### What to work on
Set out every line of the rows below as a Markdown table with two columns, No. and Line, numbering the lines in order and omitting blank ones.

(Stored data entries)

______

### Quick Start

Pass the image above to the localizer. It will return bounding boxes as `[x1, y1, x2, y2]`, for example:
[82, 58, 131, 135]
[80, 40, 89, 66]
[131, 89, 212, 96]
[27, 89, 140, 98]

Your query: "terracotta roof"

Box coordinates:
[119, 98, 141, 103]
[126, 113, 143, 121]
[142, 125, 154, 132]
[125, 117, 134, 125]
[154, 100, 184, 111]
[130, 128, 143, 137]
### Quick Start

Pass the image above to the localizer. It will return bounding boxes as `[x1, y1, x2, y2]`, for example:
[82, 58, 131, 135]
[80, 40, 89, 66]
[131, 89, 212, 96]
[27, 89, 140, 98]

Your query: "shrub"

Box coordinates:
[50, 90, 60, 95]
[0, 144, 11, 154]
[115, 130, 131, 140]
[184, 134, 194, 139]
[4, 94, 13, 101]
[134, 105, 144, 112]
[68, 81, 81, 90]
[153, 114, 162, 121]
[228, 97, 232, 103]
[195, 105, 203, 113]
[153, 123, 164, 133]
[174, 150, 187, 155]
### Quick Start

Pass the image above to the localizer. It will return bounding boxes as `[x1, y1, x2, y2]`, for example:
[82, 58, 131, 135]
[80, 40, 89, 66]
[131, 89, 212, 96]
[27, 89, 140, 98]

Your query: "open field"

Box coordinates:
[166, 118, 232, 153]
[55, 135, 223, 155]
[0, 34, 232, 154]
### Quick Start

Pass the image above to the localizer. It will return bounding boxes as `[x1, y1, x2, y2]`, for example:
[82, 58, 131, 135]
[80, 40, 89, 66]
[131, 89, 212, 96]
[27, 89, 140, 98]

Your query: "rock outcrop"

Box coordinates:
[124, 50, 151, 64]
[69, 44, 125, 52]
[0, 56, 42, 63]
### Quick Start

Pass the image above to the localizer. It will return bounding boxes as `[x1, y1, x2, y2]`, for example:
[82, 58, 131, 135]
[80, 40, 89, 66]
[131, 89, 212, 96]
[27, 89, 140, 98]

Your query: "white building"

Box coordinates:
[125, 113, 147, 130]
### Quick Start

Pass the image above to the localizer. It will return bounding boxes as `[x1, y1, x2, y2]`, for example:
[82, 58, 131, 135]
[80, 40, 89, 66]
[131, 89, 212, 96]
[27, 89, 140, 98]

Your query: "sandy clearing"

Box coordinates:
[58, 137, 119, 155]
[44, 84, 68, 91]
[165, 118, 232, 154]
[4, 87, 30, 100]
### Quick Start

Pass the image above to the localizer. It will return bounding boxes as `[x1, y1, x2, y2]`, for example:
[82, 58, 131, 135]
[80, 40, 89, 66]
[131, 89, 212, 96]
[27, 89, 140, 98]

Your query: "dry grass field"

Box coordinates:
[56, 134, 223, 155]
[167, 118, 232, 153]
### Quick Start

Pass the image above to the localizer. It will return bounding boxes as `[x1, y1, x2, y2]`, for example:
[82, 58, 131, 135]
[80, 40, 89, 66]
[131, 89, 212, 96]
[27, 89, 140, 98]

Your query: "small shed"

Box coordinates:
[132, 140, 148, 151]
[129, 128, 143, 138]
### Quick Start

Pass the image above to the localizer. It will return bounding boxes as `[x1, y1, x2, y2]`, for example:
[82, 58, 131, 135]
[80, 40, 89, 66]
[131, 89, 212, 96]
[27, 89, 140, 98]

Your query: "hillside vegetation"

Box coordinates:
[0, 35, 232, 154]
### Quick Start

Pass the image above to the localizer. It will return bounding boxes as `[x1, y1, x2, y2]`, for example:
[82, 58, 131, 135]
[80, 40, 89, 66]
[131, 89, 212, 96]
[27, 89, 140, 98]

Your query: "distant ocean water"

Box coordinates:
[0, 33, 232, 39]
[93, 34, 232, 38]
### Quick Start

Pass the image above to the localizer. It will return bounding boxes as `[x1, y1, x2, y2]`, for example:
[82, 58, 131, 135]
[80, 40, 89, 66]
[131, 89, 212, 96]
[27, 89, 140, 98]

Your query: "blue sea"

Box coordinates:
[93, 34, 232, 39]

______

### Task result
| No. | Line |
|---|---|
| 1 | ### Quick Start |
| 2 | Pass the image above to the localizer. It will return bounding boxes as `[x1, y1, x2, y2]`, for example: |
| 3 | [82, 58, 131, 135] |
| 4 | [80, 40, 89, 66] |
| 5 | [131, 89, 212, 96] |
| 6 | [27, 89, 140, 98] |
| 7 | Your query: "terracotta roof" |
| 8 | Box coordinates: |
| 9 | [119, 98, 141, 103] |
| 10 | [126, 113, 143, 121] |
| 11 | [142, 125, 154, 132] |
| 12 | [125, 117, 134, 125] |
| 13 | [154, 100, 184, 111] |
| 14 | [130, 128, 143, 137] |
| 15 | ### Quick Start |
| 16 | Pass the image above to the localizer. It will return bounding boxes as `[x1, y1, x2, y2]`, for example: |
| 17 | [82, 58, 131, 135] |
| 18 | [80, 40, 89, 66] |
| 19 | [131, 89, 212, 96] |
| 20 | [27, 89, 140, 98] |
| 21 | Your query: "shrub" |
| 22 | Box coordinates: |
| 23 | [50, 90, 60, 95] |
| 24 | [0, 144, 11, 154] |
| 25 | [115, 130, 131, 140] |
| 26 | [184, 134, 194, 139] |
| 27 | [4, 94, 13, 101] |
| 28 | [134, 105, 144, 112] |
| 29 | [68, 81, 81, 90] |
| 30 | [153, 114, 162, 121] |
| 31 | [228, 97, 232, 103] |
| 32 | [195, 105, 203, 113] |
| 33 | [153, 123, 164, 133] |
| 34 | [174, 150, 187, 155] |
| 35 | ### Quick Start |
| 36 | Pass the image above to the localizer. It will return bounding boxes as `[x1, y1, x2, y2]`, for example: |
| 37 | [82, 58, 131, 135] |
| 38 | [80, 40, 89, 66] |
| 39 | [131, 89, 212, 96] |
| 40 | [27, 89, 140, 98] |
| 41 | Your query: "open field" |
| 42 | Box coordinates: |
| 43 | [166, 118, 232, 153] |
| 44 | [55, 135, 223, 155] |
| 45 | [0, 34, 232, 154] |
| 46 | ### Quick Start |
| 47 | Pass the image above to the localizer. It will return bounding boxes as `[x1, y1, x2, y2]`, for example: |
| 48 | [82, 58, 131, 135] |
| 49 | [80, 40, 89, 66] |
| 50 | [131, 89, 212, 96] |
| 51 | [27, 89, 140, 98] |
| 52 | Your query: "rock outcrop" |
| 53 | Box coordinates: |
| 54 | [124, 50, 151, 64] |
| 55 | [69, 44, 125, 52] |
| 56 | [0, 56, 42, 63] |
| 57 | ### Quick Start |
| 58 | Pass the image above to the localizer. It will return bounding boxes as `[x1, y1, x2, y2]`, for example: |
| 59 | [82, 58, 131, 135] |
| 60 | [80, 40, 89, 66] |
| 61 | [131, 89, 212, 96] |
| 62 | [27, 89, 140, 98] |
| 63 | Your query: "white building" |
| 64 | Box coordinates: |
| 65 | [125, 113, 147, 130] |
| 66 | ### Quick Start |
| 67 | Pass the image above to the localizer. It will return bounding boxes as `[x1, y1, x2, y2]`, for example: |
| 68 | [82, 58, 131, 135] |
| 69 | [80, 40, 89, 66] |
| 70 | [131, 89, 212, 96] |
| 71 | [27, 89, 140, 98] |
| 72 | Your query: "sandy clearing" |
| 73 | Box coordinates: |
| 74 | [58, 137, 119, 155] |
| 75 | [44, 84, 68, 91] |
| 76 | [165, 118, 232, 154] |
| 77 | [4, 87, 30, 100] |
| 78 | ### Quick Start |
| 79 | Pass the image above to the localizer. It will return bounding boxes as `[x1, y1, x2, y2]`, for example: |
| 80 | [82, 58, 131, 135] |
| 81 | [80, 40, 89, 66] |
| 82 | [131, 89, 212, 96] |
| 83 | [27, 89, 140, 98] |
| 84 | Your query: "dry grass field" |
| 85 | Box coordinates: |
| 86 | [56, 134, 223, 155] |
| 87 | [167, 118, 232, 153] |
| 88 | ### Quick Start |
| 89 | Pass the image above to the localizer. It will return bounding boxes as `[x1, y1, x2, y2]`, for example: |
| 90 | [82, 58, 131, 135] |
| 91 | [80, 40, 89, 66] |
| 92 | [131, 89, 212, 96] |
| 93 | [27, 89, 140, 98] |
| 94 | Your query: "small shed" |
| 95 | Box coordinates: |
| 96 | [132, 140, 148, 151] |
| 97 | [129, 128, 143, 138] |
| 98 | ### Quick Start |
| 99 | Pass the image above to the localizer. It will return bounding boxes as `[x1, y1, x2, y2]`, for example: |
| 100 | [82, 58, 131, 135] |
| 101 | [80, 40, 89, 66] |
| 102 | [131, 89, 212, 96] |
| 103 | [27, 89, 140, 98] |
| 104 | Your query: "hillside vegetation" |
| 105 | Box coordinates: |
| 106 | [0, 35, 232, 154] |
| 107 | ### Quick Start |
| 108 | Pass the image above to the localizer. It will return bounding boxes as `[x1, y1, x2, y2]`, for example: |
| 109 | [82, 58, 131, 135] |
| 110 | [80, 40, 89, 66] |
| 111 | [131, 89, 212, 96] |
| 112 | [27, 89, 140, 98] |
| 113 | Your query: "distant ocean water" |
| 114 | Box coordinates: |
| 115 | [0, 33, 232, 39] |
| 116 | [93, 34, 232, 38] |
| 117 | ### Quick Start |
| 118 | Pass the image above to the localizer. It will return bounding boxes as `[x1, y1, x2, y2]`, for example: |
| 119 | [82, 58, 131, 135] |
| 120 | [80, 40, 89, 66] |
| 121 | [131, 89, 212, 96] |
| 122 | [27, 89, 140, 98] |
| 123 | Your query: "blue sea" |
| 124 | Box coordinates: |
| 125 | [93, 34, 232, 39] |